* _Raw data_:
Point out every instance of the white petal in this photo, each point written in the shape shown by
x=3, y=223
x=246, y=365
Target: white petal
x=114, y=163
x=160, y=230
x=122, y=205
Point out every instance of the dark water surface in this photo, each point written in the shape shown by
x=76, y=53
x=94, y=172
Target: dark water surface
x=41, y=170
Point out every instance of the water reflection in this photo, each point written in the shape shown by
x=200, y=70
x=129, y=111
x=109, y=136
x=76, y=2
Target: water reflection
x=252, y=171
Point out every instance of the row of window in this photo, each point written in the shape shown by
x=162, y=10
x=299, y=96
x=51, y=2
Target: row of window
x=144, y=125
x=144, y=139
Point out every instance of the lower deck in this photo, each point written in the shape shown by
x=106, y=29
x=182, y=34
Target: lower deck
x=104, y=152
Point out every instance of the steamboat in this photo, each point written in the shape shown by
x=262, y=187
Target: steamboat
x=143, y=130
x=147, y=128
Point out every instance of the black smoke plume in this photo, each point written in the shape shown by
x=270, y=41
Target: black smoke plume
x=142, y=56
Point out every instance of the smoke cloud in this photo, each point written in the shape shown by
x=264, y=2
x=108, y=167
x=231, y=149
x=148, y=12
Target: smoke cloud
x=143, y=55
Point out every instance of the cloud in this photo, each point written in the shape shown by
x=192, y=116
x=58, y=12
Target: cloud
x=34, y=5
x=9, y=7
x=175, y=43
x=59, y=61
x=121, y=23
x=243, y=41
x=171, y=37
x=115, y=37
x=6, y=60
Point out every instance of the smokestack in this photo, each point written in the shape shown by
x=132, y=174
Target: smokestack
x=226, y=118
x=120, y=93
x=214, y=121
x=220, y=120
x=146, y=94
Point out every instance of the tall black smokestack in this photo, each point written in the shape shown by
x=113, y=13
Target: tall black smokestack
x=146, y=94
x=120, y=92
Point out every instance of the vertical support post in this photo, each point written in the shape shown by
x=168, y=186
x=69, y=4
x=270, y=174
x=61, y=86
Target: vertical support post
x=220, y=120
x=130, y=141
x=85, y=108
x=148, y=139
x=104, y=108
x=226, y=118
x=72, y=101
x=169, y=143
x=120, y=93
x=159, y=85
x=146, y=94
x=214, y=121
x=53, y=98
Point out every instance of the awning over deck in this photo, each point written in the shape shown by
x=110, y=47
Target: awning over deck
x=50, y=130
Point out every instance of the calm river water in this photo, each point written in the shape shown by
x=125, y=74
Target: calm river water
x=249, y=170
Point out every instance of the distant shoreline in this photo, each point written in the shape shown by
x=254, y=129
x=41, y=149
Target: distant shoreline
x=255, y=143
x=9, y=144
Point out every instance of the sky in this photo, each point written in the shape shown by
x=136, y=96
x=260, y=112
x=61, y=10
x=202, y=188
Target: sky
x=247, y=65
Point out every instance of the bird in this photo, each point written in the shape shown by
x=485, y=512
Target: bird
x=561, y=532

* _Exercise directions_: Set down every record above, word for word.

* _Written answer_:
Point out every instance of the white petal in this photo, each point written in the shape shown by
x=3, y=223
x=246, y=365
Target: white petal
x=114, y=163
x=160, y=230
x=122, y=205
Point out every instance of the dark water surface in this photo, each point written in the shape shown by
x=76, y=53
x=94, y=172
Target: dark water surface
x=41, y=170
Point out every instance of the water reflection in this photo, each point written in the shape shown by
x=200, y=70
x=129, y=111
x=109, y=136
x=76, y=2
Target: water reflection
x=252, y=171
Point out every instance of the row of window in this photo, each point written in the shape shown by
x=162, y=10
x=299, y=96
x=51, y=2
Target: row of window
x=144, y=125
x=144, y=139
Point out every instance of the lower deck in this photo, each point written in the shape shown by
x=106, y=29
x=182, y=34
Target: lower deck
x=104, y=152
Point out every instance of the steamboat in this photo, each point written in the shape shown by
x=262, y=187
Target: steamboat
x=143, y=130
x=147, y=128
Point out every instance of the black smoke plume in this photo, each point written in the shape shown by
x=270, y=41
Target: black smoke plume
x=142, y=56
Point out every instance of the smoke cloud in this photo, each point written in the shape shown by
x=264, y=2
x=108, y=167
x=231, y=149
x=148, y=12
Target: smoke cloud
x=143, y=55
Point out every instance of the cloud in this photo, each point written in the shape shown by
x=192, y=116
x=58, y=12
Target: cloud
x=34, y=5
x=9, y=7
x=175, y=43
x=59, y=61
x=121, y=23
x=243, y=41
x=171, y=37
x=115, y=37
x=6, y=60
Point out every instance of the smokestack in this photo, each point written in the shape shown by
x=132, y=174
Target: smokestack
x=226, y=118
x=120, y=93
x=214, y=121
x=220, y=120
x=146, y=94
Point out every instance of the tall black smokestack in this photo, each point written in the shape shown by
x=113, y=13
Target: tall black smokestack
x=146, y=94
x=120, y=92
Point out every instance of the vertical support post in this photo, each point written in the shape shown by
x=168, y=186
x=69, y=4
x=270, y=174
x=61, y=86
Target: vertical support post
x=220, y=120
x=130, y=141
x=85, y=108
x=148, y=139
x=104, y=108
x=226, y=118
x=72, y=101
x=169, y=143
x=120, y=93
x=159, y=85
x=146, y=94
x=214, y=121
x=53, y=98
Point out every instance of the awning over deck in this photo, each point written in the shape shown by
x=110, y=47
Target: awning over deck
x=50, y=130
Point out every instance of the calm river water in this photo, each point written in the shape shown by
x=125, y=74
Target: calm river water
x=249, y=170
Point out every instance of the distant shoreline in this photo, each point written in the shape shown by
x=254, y=129
x=41, y=149
Target: distant shoreline
x=255, y=143
x=9, y=144
Point out every instance of the sky in this photo, each point written in the shape shown by
x=136, y=96
x=260, y=112
x=61, y=10
x=202, y=188
Target: sky
x=247, y=65
Point out every instance of the bird in this photo, each point written in the shape shown by
x=485, y=512
Target: bird
x=561, y=532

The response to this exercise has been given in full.